Referring expression data:
····················
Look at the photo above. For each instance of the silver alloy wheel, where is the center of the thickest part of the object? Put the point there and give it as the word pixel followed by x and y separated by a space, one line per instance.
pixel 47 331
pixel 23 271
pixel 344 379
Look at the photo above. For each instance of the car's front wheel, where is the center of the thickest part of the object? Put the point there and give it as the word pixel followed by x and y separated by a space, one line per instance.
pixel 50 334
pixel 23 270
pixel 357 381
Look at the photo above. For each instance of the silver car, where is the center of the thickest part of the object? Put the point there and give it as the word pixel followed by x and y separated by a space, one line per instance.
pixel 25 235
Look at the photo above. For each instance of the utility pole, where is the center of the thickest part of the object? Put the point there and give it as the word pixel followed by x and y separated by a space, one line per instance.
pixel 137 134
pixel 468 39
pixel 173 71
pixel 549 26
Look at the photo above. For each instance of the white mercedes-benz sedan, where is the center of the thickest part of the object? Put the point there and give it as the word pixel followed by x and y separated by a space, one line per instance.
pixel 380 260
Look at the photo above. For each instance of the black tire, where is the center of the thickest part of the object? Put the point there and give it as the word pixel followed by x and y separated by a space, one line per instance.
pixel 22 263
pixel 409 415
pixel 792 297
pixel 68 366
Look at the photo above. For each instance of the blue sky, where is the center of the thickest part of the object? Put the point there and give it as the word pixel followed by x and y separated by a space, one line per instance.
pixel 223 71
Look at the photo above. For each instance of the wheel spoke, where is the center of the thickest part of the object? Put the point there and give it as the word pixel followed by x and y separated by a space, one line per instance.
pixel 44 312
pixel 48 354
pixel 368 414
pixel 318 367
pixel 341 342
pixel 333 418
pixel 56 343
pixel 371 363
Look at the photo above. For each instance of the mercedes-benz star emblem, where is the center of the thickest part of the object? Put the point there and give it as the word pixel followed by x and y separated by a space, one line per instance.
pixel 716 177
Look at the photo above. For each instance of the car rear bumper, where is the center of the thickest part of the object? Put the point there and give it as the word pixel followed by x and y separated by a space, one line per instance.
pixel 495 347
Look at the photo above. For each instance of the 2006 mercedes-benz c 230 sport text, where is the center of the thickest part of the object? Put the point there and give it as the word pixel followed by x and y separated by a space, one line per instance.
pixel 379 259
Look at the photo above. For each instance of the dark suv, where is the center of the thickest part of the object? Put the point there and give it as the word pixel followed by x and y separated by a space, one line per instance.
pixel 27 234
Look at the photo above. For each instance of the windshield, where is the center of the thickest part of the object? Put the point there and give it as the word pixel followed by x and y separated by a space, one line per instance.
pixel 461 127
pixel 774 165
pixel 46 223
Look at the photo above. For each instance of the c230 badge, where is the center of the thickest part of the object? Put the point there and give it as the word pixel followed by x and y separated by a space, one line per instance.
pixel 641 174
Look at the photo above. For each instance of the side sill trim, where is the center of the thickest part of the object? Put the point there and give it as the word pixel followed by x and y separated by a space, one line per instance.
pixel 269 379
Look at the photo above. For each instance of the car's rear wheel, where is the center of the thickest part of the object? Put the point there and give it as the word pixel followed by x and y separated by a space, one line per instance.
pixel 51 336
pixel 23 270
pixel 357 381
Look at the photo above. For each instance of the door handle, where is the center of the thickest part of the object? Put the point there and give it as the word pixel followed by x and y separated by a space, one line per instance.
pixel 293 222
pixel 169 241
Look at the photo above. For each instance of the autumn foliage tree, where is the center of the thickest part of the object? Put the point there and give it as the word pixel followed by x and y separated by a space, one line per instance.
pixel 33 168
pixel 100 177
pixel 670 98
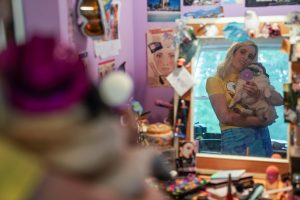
····················
What to work on. Exactly as written, please copy out the whole set of records, skipping images.

Output of the task.
Look at the photo above. For each instance of the silver alloy wheel, where is the center of the thickest part of the object? Put the point there and give it as the word pixel followed by x and y separated by a space, one line per instance.
pixel 47 331
pixel 23 271
pixel 344 379
Look at the photo above. For each instance of the car's front wheel, where is the center of the thickest part of the object? Put the point there and give it as the word pixel followed by x and y separated by a space, one line per instance.
pixel 50 334
pixel 23 270
pixel 357 381
Look at the photo above. For each instance of the silver car, where is the center of the thickest part of the object? Put the point there and give it as the word pixel followed by x and y separated by a space, one line per instance.
pixel 25 235
Look at the photo above. For each instance of the utility pole, where is the center of the thickest part of the object? Put the point there and give it as the word pixel followed by x and y separated by a space, one line per instance.
pixel 137 134
pixel 468 39
pixel 173 71
pixel 549 26
Look at the photo above. For each instance of the white mercedes-benz sedan, where is the center of the thickest part of the object? Put the point there and give it as the word pixel followed by x and y separated by a space, one line per instance.
pixel 380 260
Look at the photo above. For each instance of the black tire, where is the center of the thickest part of the object? Put the point there and give it as the word pixel followed by x and y separated by a space, one line per instance.
pixel 22 263
pixel 409 415
pixel 792 297
pixel 68 366
Look at the photo above. For each instance of the blue sky, where is the center of the thickest part of the object? Put the point there and give it as the word pixel followed by x and y separated by a space, one line per instance.
pixel 223 71
Look at the photo above. For each instance of the wheel spoke, where is the center of the thickest part of the object? Put the point there and give it as the word pixel followed by x and y separated by a space, one line per instance.
pixel 44 312
pixel 48 354
pixel 368 414
pixel 318 367
pixel 341 342
pixel 333 418
pixel 56 343
pixel 371 363
Look at the photo above. For each instance of the mercedes-benz star emblem, where is the center of the thickest part of the object? Put the point there and give it as the word pixel followed by x and y separated by a space, one line per instance.
pixel 716 177
Look at the photo above. For each instance of the car rear bumper, where is the center of the thickest part of the object? Put the point there and give it as the word pixel followed by x and y separated by a space, one line per instance.
pixel 495 347
Look at the photo above. For each instance of the 2006 mercedes-benz c 230 sport text, where is the center of the thickest part of the object? Put the point there and give it as the word pixel followed by x and y separated by a space, one line per instance.
pixel 379 259
Look at the photo above. For each instance of the dark suv, where is the center of the thickest part of the object? Put the point there and give it as the word pixel followed by x and y separated by a space, one line per instance.
pixel 27 234
Look at the photo above. For each instance of the windshield, where is the center of the thickest part of the object? Put the point there and give it as the word pixel followed by x and y separated by a space, one line per instance.
pixel 461 127
pixel 774 165
pixel 46 223
Look at the photo above. For each instance of the c230 badge, where is the center of the thickest part of the object? Put the point there and give it as the word pixel followed by x and y separated by a space, one line per instance.
pixel 641 174
Look at the photo above. For each instance of the side sill trim, where is the center of the thickest part of the object? Put the point there and give it as the word pixel followed by x and y separated by a space, one line per instance.
pixel 269 379
Look at the photo above. For each instance of the car's rear wheel, where is the center of the thickest part of the object? Put the point there and give it as the word pixel followed by x and y separated by a space, one line per instance.
pixel 51 336
pixel 23 270
pixel 357 381
Look at the photo above. For each instance of the door handle, where is the center of the thickest part of the object? Put the point there and give it as the word pixel followed by x and y separated by a space, one line per instance.
pixel 293 222
pixel 169 241
Look at the photo above. For each instance of the autumn foliage tree, where is the center of the thickest part of the object? Put the point there and give it as the word pixel followed by x and y separated by a space, one line per instance.
pixel 33 168
pixel 100 177
pixel 670 98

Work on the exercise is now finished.